■ **Exercise tasks**:
**a.** Summarize the quantum communication article in two sentences.
**b.** From the quantum communication article, extract the passage that starts at the words "Anton Zeilinger, a" and ends after the words "distance of 3 km.".
**c.** According to the quantum communication article, over what distance did Zeilinger's team generate entanglement between independent qubits?

Two quantum leaps in quantum communication

3 min read
Researchers Achieve Long-Distance Teleportation and Quantum Entanglement With Twisted Photons
A green beacon laser is sent from the Jacobus Kapteyn Telescope on the Canary Island of La Palma to a receiver on the island of Tenerife
Photo: University of Vienna

During the past three decades, the theory of quantum communication and computing has progressed with the addition of new protocols and algorithms.  However, implementing these theories in order to design a future quantum Internet is a continuing challenge because actually building the technology required for processing quantum information, such as the still elusive quantum repeater, has proven extremely difficult.   

Anton Zeilinger, a researcher at the University of Vienna, is one of the pioneers in quantum communication; his group in Austria realized the first teleportation of photons in 1997. On Monday last week, Zeilinger and his team published two papers in the Proceedings of the National Academy of Sciences (PNAS) that report a breakthrough in the teleportation of entanglement. They generated entanglement between independent qubits over a record distance of 143 kilometers, linking the Canary Islands of La Palma and Tenerife. They also achieved entanglement of twisted photons across a distance of 3 km.

For the teleportation of entanglement, also known as entanglement swapping, the researchers made use of a curious phenomenon. It’s possible to entangle two photons by performing a joint measurement on them, known as a Bell-state measurement. These photons are then linked, and by switching the polarization of one of them, for example from up to down, the other photon will have its polarization switched from down to up. Assume you have two pairs of entangled photons, "0" and "1" in the receiving station and "2" and "3"  in the transmitting station. Both entangled pairs are completely unaware of each other; in other words, no physical link exists.  Now, assume you send photon 3 from the transmitter to the receiver,  and perform a Bell-state measurement simultaneously on photon 3 and on photon 1. As a result, 3 and 1 become entangled.  But surprisingly, photon 2, which stayed home, is now also entangled with photon 0, at the receiver. The entanglement between the two pairs has been swapped, and a quantum communication channel has been established between photons 0 and 2, although they’ve never been formally introduced.

Entanglement swapping in conjunction with quantum memory will be an important component of future secure quantum links with satellites, says Thomas Scheidl, a member of Zeilinger's research group. 

According to Mario Krenn, a member of Zeilinger’s research group, the team is working with a group at the University of Science and Technology of China on a satellite project. Next year, when the Chinese Academy of Science launches its Quantum Science Satellite (which will have an onboard quantum source), the satellite and ground stations in Europe and China will form the first space-Earth quantum network. Says Krenn: “You would create two quantum channels between the space station, one linking with Europe, and one with China. You can combine the results and obtain 100 percent secure quantum communication.”

(Some items)
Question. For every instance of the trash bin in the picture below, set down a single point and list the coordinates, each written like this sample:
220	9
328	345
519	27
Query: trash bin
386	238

■ **Outputs**:
**a.** Anton Zeilinger's team at the University of Vienna published two PNAS papers reporting entanglement between independent qubits over a record 143 kilometers between La Palma and Tenerife, and entanglement of twisted photons across 3 km. The article explains entanglement swapping, in which a Bell-state measurement on photons from two separate entangled pairs leaves the two untouched photons entangled, and notes the team's work with a Chinese group on a satellite-based space-Earth quantum network.

**b.**
Anton Zeilinger, a researcher at the University of Vienna, is one of the pioneers in quantum communication; his group in Austria realized the first teleportation of photons in 1997. On Monday last week, Zeilinger and his team published two papers in the Proceedings of the National Academy of Sciences (PNAS) that report a breakthrough in the teleportation of entanglement. They generated entanglement between independent qubits over a record distance of 143 kilometers, linking the Canary Islands of La Palma and Tenerife. They also achieved entanglement of twisted photons across a distance of 3 km.

**c.** 143 kilometers, between the Canary Islands of La Palma and Tenerife.